Leave the images behind and copy every record exactly.
*** Records to use
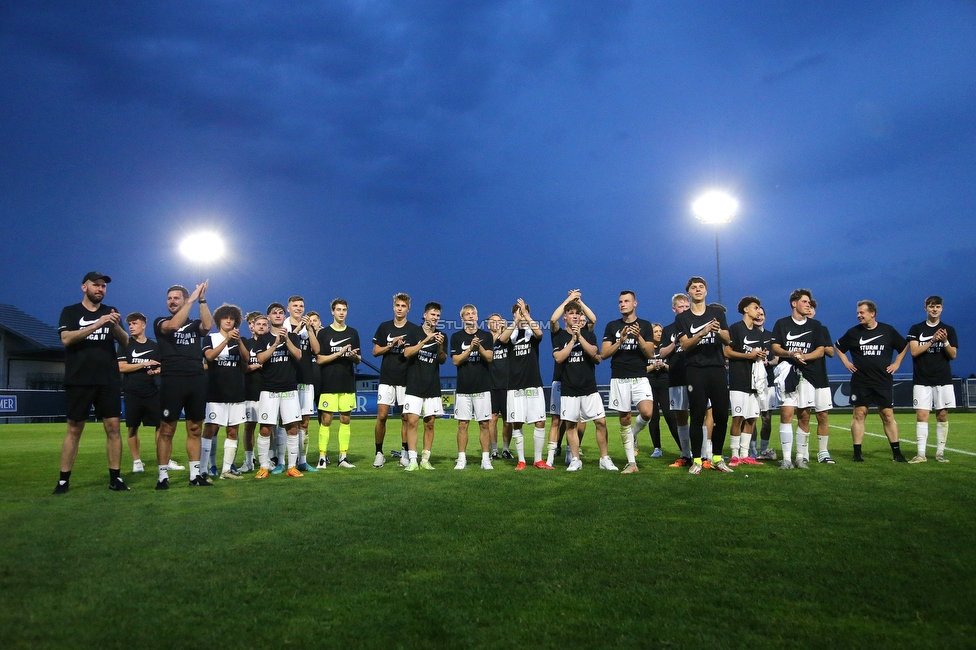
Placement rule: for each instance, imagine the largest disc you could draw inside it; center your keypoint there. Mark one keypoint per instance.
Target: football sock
(802, 444)
(639, 424)
(942, 434)
(324, 434)
(684, 435)
(264, 450)
(538, 443)
(822, 446)
(345, 432)
(786, 440)
(205, 444)
(292, 444)
(281, 444)
(895, 449)
(302, 446)
(230, 453)
(519, 441)
(627, 437)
******
▶ _Answer area_
Placement rule: for each instance, imagine the largest disc you could draw inside it; center your keypoint there. Mark one keypoint per instance.
Target: football sock
(802, 444)
(639, 424)
(942, 434)
(324, 434)
(684, 435)
(264, 450)
(538, 443)
(822, 446)
(345, 432)
(786, 440)
(205, 444)
(292, 444)
(281, 444)
(895, 449)
(302, 446)
(230, 453)
(519, 441)
(627, 437)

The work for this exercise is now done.